#### Data for this exercise:
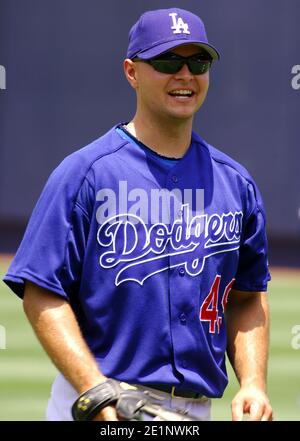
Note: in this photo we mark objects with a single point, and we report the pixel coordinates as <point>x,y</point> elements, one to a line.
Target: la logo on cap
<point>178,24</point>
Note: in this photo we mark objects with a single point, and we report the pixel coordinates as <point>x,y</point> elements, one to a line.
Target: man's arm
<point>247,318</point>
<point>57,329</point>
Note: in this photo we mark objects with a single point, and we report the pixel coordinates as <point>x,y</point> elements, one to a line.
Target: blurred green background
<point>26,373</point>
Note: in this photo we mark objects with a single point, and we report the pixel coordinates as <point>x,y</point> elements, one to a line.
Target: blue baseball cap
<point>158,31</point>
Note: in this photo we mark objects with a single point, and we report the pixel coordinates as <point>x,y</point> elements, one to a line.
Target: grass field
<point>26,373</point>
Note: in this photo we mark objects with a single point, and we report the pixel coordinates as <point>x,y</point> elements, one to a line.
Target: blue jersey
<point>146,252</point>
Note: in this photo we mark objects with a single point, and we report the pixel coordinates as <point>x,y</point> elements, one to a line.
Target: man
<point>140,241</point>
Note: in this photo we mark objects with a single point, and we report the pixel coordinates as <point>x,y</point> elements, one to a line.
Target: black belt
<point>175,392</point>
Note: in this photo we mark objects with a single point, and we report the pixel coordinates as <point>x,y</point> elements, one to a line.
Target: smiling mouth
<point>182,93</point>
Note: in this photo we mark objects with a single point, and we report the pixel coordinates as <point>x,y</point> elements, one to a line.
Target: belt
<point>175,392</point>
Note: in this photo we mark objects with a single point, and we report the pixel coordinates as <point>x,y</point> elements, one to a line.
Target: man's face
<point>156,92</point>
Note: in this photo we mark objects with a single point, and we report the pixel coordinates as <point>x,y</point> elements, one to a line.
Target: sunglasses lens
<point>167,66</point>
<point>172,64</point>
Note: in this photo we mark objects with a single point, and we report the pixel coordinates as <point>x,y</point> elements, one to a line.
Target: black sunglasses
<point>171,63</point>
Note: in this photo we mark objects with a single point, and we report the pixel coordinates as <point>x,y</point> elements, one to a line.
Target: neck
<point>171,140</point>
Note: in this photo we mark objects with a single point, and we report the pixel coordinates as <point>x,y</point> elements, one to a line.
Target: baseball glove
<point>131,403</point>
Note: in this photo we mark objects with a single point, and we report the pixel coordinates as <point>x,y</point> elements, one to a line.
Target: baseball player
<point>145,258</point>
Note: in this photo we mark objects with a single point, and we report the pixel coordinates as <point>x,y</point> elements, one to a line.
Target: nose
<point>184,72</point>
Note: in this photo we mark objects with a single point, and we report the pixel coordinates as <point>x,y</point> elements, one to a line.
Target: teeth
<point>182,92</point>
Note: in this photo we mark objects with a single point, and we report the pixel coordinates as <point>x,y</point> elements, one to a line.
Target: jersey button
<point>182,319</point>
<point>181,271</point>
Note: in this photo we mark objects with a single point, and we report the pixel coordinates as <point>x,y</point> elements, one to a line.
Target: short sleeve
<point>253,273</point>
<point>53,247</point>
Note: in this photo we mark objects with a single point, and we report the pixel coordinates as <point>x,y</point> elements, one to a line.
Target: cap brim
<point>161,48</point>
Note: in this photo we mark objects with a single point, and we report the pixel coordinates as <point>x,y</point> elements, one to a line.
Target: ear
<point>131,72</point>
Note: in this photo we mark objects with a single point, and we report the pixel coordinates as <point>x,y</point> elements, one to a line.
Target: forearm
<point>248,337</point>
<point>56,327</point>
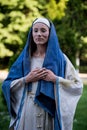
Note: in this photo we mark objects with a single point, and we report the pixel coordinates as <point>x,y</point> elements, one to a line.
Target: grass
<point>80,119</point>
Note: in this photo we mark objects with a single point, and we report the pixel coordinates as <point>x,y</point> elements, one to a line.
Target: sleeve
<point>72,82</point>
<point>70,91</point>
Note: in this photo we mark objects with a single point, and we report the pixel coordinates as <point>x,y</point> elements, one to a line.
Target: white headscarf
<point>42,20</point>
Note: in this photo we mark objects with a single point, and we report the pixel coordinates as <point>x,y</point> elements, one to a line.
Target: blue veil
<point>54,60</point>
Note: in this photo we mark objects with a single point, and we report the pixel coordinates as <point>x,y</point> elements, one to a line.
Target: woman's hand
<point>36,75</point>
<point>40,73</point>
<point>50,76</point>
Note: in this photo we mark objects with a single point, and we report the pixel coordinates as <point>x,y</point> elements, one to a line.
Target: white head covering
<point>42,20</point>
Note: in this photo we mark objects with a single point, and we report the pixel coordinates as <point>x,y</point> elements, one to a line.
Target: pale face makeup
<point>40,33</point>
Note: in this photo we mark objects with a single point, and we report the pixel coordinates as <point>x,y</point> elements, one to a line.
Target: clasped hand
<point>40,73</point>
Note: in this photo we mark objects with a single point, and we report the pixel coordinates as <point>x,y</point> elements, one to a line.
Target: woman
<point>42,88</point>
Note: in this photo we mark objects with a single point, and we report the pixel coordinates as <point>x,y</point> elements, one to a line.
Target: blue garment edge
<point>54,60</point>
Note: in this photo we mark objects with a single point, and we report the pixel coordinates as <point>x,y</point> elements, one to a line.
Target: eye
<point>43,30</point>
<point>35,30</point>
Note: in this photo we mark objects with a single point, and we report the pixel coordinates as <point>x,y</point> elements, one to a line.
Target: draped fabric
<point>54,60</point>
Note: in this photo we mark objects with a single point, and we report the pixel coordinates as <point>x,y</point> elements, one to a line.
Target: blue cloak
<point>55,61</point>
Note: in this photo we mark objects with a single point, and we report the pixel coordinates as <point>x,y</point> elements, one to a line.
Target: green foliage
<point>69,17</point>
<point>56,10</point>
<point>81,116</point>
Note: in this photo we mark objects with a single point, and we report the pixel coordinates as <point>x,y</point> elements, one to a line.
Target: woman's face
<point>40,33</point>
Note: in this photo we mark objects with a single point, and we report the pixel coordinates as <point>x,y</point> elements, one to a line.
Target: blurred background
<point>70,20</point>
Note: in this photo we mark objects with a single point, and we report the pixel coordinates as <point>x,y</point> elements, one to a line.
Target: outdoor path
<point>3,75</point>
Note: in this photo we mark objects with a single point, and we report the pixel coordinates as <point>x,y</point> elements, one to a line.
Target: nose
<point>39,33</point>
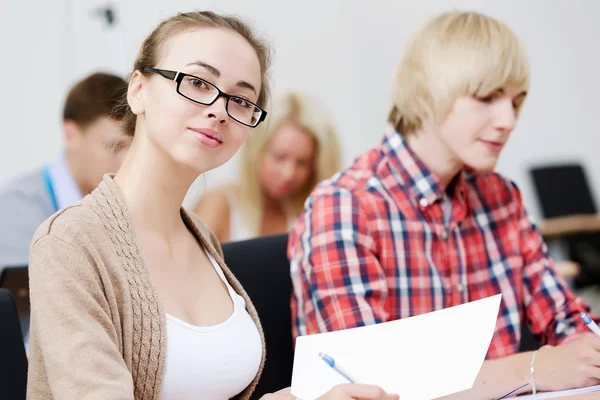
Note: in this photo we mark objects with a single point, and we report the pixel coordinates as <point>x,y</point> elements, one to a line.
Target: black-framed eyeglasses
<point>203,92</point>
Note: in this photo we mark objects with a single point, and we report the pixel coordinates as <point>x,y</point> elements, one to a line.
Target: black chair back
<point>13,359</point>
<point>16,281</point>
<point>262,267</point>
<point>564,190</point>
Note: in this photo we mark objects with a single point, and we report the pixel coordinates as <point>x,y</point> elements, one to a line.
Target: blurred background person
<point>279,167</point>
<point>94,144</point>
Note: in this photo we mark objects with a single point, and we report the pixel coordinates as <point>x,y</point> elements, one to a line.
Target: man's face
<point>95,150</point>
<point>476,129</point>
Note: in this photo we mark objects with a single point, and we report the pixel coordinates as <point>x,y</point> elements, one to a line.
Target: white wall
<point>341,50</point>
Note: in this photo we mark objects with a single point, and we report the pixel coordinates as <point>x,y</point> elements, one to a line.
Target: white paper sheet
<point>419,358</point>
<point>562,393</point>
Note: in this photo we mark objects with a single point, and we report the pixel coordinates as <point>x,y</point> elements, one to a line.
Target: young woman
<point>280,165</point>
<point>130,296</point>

#### Stated exercise:
Please reproduce every one of the records above word for word, omitting the pictures.

#### Answer to this task:
Note: in this photo we mark objects with a single point, and we report the pixel coordinates as <point>x,y</point> elements, one to a line.
Target: la logo on cap
<point>178,24</point>
Note: in this photo we mark objects with a single point, and we report the pixel coordinates as <point>x,y</point> elements, one to a line.
Target: man's arm
<point>247,318</point>
<point>57,329</point>
Note: in this photo we mark objects with a single point, and we report the pixel coordinates as <point>x,y</point> elements, one to a line.
Target: blurred green background
<point>26,373</point>
Note: in this photo we mark objects with a single point, and we report the pixel coordinates as <point>x,y</point> elements, one to a line.
Target: blue baseball cap
<point>158,31</point>
Note: in this photo we mark objects with a single point, and we report the pixel coordinates as <point>x,y</point> elements, one to a line.
Target: grass field
<point>26,373</point>
Note: in this photo we mark objects with a single point, and we report the pixel coordinates as <point>x,y</point> elements, one to a line.
Target: blue jersey
<point>146,252</point>
Note: in this photo we mark objects with a single point, and we report the pixel coordinates as <point>x,y</point> elements, one to a line.
Target: man
<point>140,241</point>
Note: in this photo we mark objects with a single point, and we report the pixel coordinates as <point>x,y</point> elements, one to a line.
Target: black belt
<point>175,392</point>
Note: in this photo we mark objects with a single point, and we report the pixel coordinates as <point>x,y</point> elements, one to a line.
Target: smiling mouth
<point>182,93</point>
Note: in this photo we mark objects with a single point, and we report the pixel coordinates as <point>x,y</point> elements, one to a line.
Target: belt
<point>175,392</point>
Note: in this photo we mark objects with a single point, and we report the pixel coordinates as <point>x,y</point> elements, one to a line.
Target: man's face
<point>156,92</point>
Note: in this photo we mark objects with a single point, and we report the pixel coordinates as <point>x,y</point> elements, one to a line.
Target: sunglasses lens
<point>167,66</point>
<point>172,64</point>
Note: in this photo we mark objects with a single point, and we report the pixel coordinates as <point>x,y</point> elements, one to a line.
Target: black sunglasses
<point>171,63</point>
Note: in this photo we mark objects with a single point, and we report the pixel coordinates as <point>x,y</point> elements, one to a line.
Target: neck
<point>171,140</point>
Note: in this photo we mark objects with a single point, and we report the pixel coordinates as <point>x,y</point> elements, one to a line.
Target: baseball glove
<point>131,403</point>
Note: in this photo we mark objects with a single point, and we report the pixel coordinates as <point>x,y</point> elements, one to a line.
Target: baseball player
<point>145,258</point>
Note: in this photo we mark objects with a single point, and we report the pixel coordinates as <point>x,y</point> elements, one to a line.
Target: nose
<point>184,72</point>
Note: in this photo we mark objects with a single point, and we report the pixel coordinates as <point>x,y</point> elements, one to a line.
Target: teeth
<point>182,92</point>
Note: in this photo we mark objects with a single point, and we report the pixel coordinates as <point>x,y</point> elements, one to a line.
Target: jersey button
<point>182,319</point>
<point>181,271</point>
Note: in this photo we mark objects with a single point, and we report the pixel coordinates as <point>x,y</point> elements, one to a line.
Target: short sleeve
<point>253,273</point>
<point>53,247</point>
Note: in this photo we mark objects with a single point, and we report the pixel coordinates as <point>x,y</point> elements, one to a line.
Target: cap brim
<point>161,48</point>
Note: in this photo we mark objects with a single point, and we report the pixel coordinates as <point>x,y</point> elements, one to a line.
Target: ear
<point>131,72</point>
Note: in this photo we mark objects with a single point, and we report the pixel coordinates as <point>x,y</point> elements, one to a line.
Target: forearm
<point>248,337</point>
<point>56,327</point>
Note: in this photo we mark objects with a single point, and we report the pixel coordinates as <point>x,y</point> elements, one to a line.
Target: grass
<point>80,119</point>
Note: in this photo we mark objects with a single point, and we report the pixel coordinates as <point>x,y</point> elements, one to a line.
Target: sleeve
<point>72,82</point>
<point>70,91</point>
Note: in this photo we mark objects with a single point, and we report the pixel coordinates as <point>x,y</point> elements, one to a line.
Target: white headscarf
<point>42,20</point>
Note: in this photo we mark objects with a single point, and we report the pixel coordinates as <point>x,y</point> elements, one to a line.
Target: blue veil
<point>54,60</point>
Note: in this photo we mark objects with a single point, and we report the pixel coordinates as <point>x,y</point> elements, one to a line.
Target: woman's hand
<point>36,75</point>
<point>40,73</point>
<point>50,76</point>
Note: in this photo we mark objects with a single point, and we report the pixel coordinates as <point>x,y</point> elements, one to a line.
Target: white head covering
<point>42,20</point>
Note: in this photo we mark objects with a single point, and we report the pixel coordinates as <point>x,y</point> elements, one to a line.
Target: pale face makeup
<point>40,33</point>
Note: in this photo we mark objects with a single point, and we report the pixel coordinates as <point>x,y</point> elements, one to a line.
Target: clasped hand
<point>40,73</point>
Note: in this photo we mark objects with a single point, and we report the pixel coordinates as <point>x,y</point> elements, one to a line.
Target: woman
<point>42,88</point>
Note: in this photo we mark objects with a single point, and we report the pixel coordinates as <point>x,y</point> elements, one to a line.
Target: blue garment edge
<point>54,60</point>
Note: in this photo we mark objects with a single point, and we report the pixel coordinates as <point>x,y</point> elements, one to a line.
Target: eye
<point>43,30</point>
<point>35,30</point>
Note: in this photo we mark objects with a single point, and we report the pixel coordinates as <point>x,y</point> elements, one to a line.
Target: draped fabric
<point>54,60</point>
Note: in this photo we mark objects with a single point, and we report the pixel coordinates as <point>x,y</point> elements, one to a line.
Target: blue cloak
<point>55,61</point>
Note: in this photo we mark objects with a single point, and we report the pixel coordinates as <point>x,y</point> elements, one to a line.
Target: green foliage
<point>69,17</point>
<point>56,10</point>
<point>81,116</point>
Note: in this photo we mark objects with a single point, and we report the pixel coordinates as <point>x,y</point> elements, one to a line.
Target: woman's face
<point>40,33</point>
Note: in this photo we mark objects with a single point, and we report the pixel coordinates as <point>x,y</point> elements, one to a line.
Target: blurred background
<point>70,20</point>
Note: in this photo we mark objects with a single point, and we report the pixel coordinates as <point>x,y</point> elements, one to a line.
Target: outdoor path
<point>3,75</point>
Note: in this photo we mark objects with a single point, and we report the pixel coordinates as <point>x,y</point> elements, one to a line.
Target: nose
<point>39,33</point>
Note: in this photo we mark objects with a single point, and we report the pixel coordinates as <point>x,y</point> elements, one to a line.
Target: black-framed eyeglasses
<point>203,92</point>
Note: in this photo we mark objects with a single point, and we report the pixel coordinates as <point>x,y</point> elements, one to a line.
Target: black chair back
<point>13,359</point>
<point>16,281</point>
<point>262,267</point>
<point>564,190</point>
Note: in this photo we mark objects with a single point, and we report the pixel coordinates as <point>x,y</point> elements, one to a line.
Target: blurred background person
<point>279,167</point>
<point>94,144</point>
Note: in this photo we mark objects with a single point, and we report the pixel coordinates as <point>x,y</point> elements, one to a line.
Target: man's face
<point>95,150</point>
<point>476,129</point>
Note: in this photo we mark objects with a single point, and we report the pixel coordinates as <point>x,y</point> elements, one to a line.
Target: white wall
<point>341,50</point>
Note: in this photo we mark objects with a single point, and we report the pixel coordinates as <point>x,y</point> elements, one to a line.
Target: white paper sheet
<point>419,358</point>
<point>562,393</point>
Note: in this photo we mark objects with a single point, and we report the pixel coordinates as <point>x,y</point> elements, one to a line.
Target: young woman
<point>280,165</point>
<point>130,296</point>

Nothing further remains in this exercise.